Required work:
Everything in the records should be repeated exactly.

Material for this task:
____

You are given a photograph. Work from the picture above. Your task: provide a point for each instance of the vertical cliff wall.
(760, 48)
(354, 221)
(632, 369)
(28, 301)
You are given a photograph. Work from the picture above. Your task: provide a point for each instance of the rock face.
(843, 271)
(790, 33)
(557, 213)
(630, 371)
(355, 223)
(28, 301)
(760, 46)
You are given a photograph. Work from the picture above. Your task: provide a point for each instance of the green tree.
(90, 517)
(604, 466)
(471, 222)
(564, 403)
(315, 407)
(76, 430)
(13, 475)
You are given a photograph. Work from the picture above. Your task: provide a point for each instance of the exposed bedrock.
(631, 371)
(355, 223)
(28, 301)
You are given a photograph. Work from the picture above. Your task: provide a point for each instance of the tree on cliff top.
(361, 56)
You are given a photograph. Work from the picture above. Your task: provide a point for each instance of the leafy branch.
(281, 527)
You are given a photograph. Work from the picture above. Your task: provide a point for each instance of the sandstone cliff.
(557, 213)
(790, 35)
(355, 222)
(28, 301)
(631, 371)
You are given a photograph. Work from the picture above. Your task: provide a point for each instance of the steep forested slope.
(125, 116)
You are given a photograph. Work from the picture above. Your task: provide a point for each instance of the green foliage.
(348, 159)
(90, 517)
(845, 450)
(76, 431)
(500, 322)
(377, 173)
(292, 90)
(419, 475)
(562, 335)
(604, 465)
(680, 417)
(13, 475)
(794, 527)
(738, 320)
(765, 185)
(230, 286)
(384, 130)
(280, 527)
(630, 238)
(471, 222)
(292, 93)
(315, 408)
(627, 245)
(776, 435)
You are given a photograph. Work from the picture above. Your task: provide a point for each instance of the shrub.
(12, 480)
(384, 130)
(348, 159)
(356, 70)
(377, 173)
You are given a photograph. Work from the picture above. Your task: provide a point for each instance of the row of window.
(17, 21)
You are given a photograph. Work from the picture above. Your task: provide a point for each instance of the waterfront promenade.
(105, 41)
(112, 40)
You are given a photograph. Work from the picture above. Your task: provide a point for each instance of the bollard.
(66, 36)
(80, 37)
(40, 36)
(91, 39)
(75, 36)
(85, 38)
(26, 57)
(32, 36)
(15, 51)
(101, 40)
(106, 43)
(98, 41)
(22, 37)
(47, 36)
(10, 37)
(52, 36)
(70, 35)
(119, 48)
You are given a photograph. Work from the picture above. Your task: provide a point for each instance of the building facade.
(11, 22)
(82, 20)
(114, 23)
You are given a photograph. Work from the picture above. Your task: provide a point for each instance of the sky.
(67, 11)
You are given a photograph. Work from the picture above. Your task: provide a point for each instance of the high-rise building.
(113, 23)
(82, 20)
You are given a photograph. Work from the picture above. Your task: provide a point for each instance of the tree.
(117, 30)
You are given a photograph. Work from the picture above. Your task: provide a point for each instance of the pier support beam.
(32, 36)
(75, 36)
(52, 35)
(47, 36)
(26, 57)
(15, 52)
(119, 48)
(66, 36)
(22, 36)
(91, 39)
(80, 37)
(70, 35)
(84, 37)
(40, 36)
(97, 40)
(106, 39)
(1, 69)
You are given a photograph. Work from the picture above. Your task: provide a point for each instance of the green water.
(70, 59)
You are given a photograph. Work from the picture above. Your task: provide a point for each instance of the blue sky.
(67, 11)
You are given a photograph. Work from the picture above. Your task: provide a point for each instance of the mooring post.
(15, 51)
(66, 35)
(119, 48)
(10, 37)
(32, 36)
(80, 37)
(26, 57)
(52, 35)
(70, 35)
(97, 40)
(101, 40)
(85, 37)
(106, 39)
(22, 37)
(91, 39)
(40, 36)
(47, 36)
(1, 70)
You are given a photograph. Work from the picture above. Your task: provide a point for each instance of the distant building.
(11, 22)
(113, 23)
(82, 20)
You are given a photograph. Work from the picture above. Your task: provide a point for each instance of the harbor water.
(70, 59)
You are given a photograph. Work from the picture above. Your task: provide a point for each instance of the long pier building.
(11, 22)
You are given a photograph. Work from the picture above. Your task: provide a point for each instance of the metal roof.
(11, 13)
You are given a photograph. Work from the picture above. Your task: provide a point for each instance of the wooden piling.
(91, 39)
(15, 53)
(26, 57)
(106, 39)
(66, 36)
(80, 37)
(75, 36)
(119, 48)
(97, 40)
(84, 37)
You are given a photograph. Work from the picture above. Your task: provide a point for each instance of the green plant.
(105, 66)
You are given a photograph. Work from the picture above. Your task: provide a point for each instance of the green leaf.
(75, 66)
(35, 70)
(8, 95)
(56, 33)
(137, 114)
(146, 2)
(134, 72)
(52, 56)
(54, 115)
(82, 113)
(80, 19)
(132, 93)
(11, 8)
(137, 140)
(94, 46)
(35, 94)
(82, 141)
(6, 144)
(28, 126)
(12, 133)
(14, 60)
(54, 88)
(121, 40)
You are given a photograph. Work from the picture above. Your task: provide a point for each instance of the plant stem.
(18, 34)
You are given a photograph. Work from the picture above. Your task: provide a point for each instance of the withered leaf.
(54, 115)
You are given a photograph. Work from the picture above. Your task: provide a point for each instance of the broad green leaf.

____

Finished exercise:
You are given a photograph. Work from the picture above. Your task: provide a point for each instance of the vertical cliff wall.
(760, 48)
(354, 221)
(632, 369)
(28, 301)
You are given a photograph. Work from the picture above. Your task: provide a point for each instance of the rock face.
(843, 271)
(790, 33)
(557, 213)
(630, 371)
(355, 223)
(28, 301)
(760, 46)
You are given a photograph. Work from the picture above. Your task: provide a point for each instance of the green tree.
(90, 517)
(604, 466)
(471, 222)
(564, 403)
(315, 407)
(76, 430)
(13, 475)
You are given a photograph. Work from the picture above. Your task: provide a point for each instance of the exposed bedrock.
(631, 371)
(355, 223)
(28, 301)
You are given a photograph. Work from the picture above. Your task: provide a point for each instance of the tree on cliff top.
(361, 56)
You are given a photograph. Work from the picture above. Your task: provide a point for each instance of the leafy branch.
(281, 527)
You are given a photograph. Work from the picture above. Your task: provide a point for each instance of the sandstone cliff.
(557, 213)
(790, 35)
(355, 222)
(28, 301)
(631, 371)
You are given a photograph. Work from the picture above. Your task: provide a point for each instance of the steep forested slope.
(125, 116)
You are given a photograph. Work from the picture above. Your task: provide a point for each instance of the green foliage.
(348, 159)
(90, 517)
(845, 450)
(76, 431)
(500, 322)
(377, 173)
(292, 90)
(419, 475)
(562, 335)
(604, 465)
(680, 417)
(13, 475)
(794, 527)
(738, 320)
(765, 185)
(230, 286)
(384, 130)
(280, 527)
(630, 238)
(471, 222)
(292, 93)
(315, 408)
(627, 245)
(776, 435)
You are given a photograph. Work from the picture above. Your task: provide a point for each instance of the shrub.
(12, 480)
(384, 130)
(348, 159)
(356, 70)
(377, 173)
You are given a photograph. Work from the picture above. Your task: provide a point for each instance of the row of window.
(17, 21)
You are given a photograph. Work from the picture above. Your task: provide a point for each instance of the waterfront promenade.
(105, 41)
(112, 40)
You are given a photograph. Work from the picture above. Your task: provide a point for each instance of the bollard.
(66, 36)
(80, 37)
(40, 36)
(91, 39)
(75, 36)
(85, 38)
(26, 57)
(32, 36)
(15, 51)
(101, 40)
(106, 43)
(98, 41)
(22, 37)
(47, 36)
(10, 37)
(52, 36)
(70, 35)
(119, 48)
You are given a photograph. Work from the picture above. Your task: provide a point for each instance of the building facade.
(11, 22)
(82, 20)
(114, 23)
You are given a photograph. Work from the picture above. Your task: provide a point for each instance of the sky.
(67, 11)
You are given a photograph. Work from the picture above. Your task: provide a point for each instance of the high-rise building.
(113, 23)
(82, 20)
You are given a photograph. Work from the picture above. Your task: provide a point for each instance of the tree.
(117, 30)
You are given a photograph. Work from the picture above. Your task: provide a point for each instance of the pier support beam.
(32, 36)
(75, 36)
(52, 35)
(47, 36)
(26, 57)
(15, 52)
(119, 48)
(66, 36)
(22, 36)
(91, 39)
(80, 37)
(70, 35)
(84, 37)
(40, 36)
(97, 40)
(106, 39)
(1, 69)
You are given a photograph. Work from the picture above. Your task: provide a point for each instance of the green water.
(70, 59)
You are given a photograph. Work from the picture above. Your task: provide a point for each instance of the blue sky.
(67, 11)
You are given a photograph. Work from the picture above. Your task: provide a point for each instance of the mooring post.
(15, 51)
(66, 35)
(119, 48)
(10, 37)
(32, 36)
(80, 37)
(26, 57)
(52, 35)
(70, 35)
(97, 40)
(101, 40)
(85, 37)
(106, 39)
(22, 37)
(91, 39)
(40, 36)
(47, 36)
(1, 70)
You are given a photograph. Work from the picture above. Your task: provide a point for each instance of the distant building.
(11, 22)
(113, 23)
(82, 20)
You are given a photograph. Work from the picture above. Your task: provide a point for each instance of the harbor water.
(70, 59)
You are given a photograph. Work from the picture above. Your task: provide a point for each instance of the long pier building.
(11, 22)
You are given a photograph. Work from the picture above. Your task: provide a point for each instance of the metal roof.
(11, 13)
You are given a photograph. Work from the picture above. Your task: provide a point for each instance of the wooden piling.
(91, 39)
(15, 53)
(26, 57)
(106, 39)
(66, 36)
(80, 37)
(75, 36)
(119, 48)
(97, 40)
(84, 37)
You are given a photograph. Work from the picture above. Your task: provide a point for each instance of the green plant.
(105, 66)
You are given a photograph. Work from the picture above. Your task: provide a point for each instance of the green leaf.
(75, 66)
(35, 70)
(8, 95)
(56, 33)
(137, 114)
(146, 2)
(134, 72)
(52, 56)
(54, 115)
(82, 113)
(80, 19)
(132, 93)
(11, 8)
(137, 140)
(94, 46)
(35, 94)
(82, 141)
(6, 144)
(28, 126)
(12, 133)
(14, 60)
(54, 88)
(121, 40)
You are given a photograph. Work from the picture above. Your task: provide a point for each instance of the plant stem.
(18, 34)
You are given a photograph. Work from the picture above. Your task: provide a point for each instance of the withered leaf.
(54, 115)
You are given a photograph. Work from the picture above. Your task: provide a point for each instance of the broad green leaf.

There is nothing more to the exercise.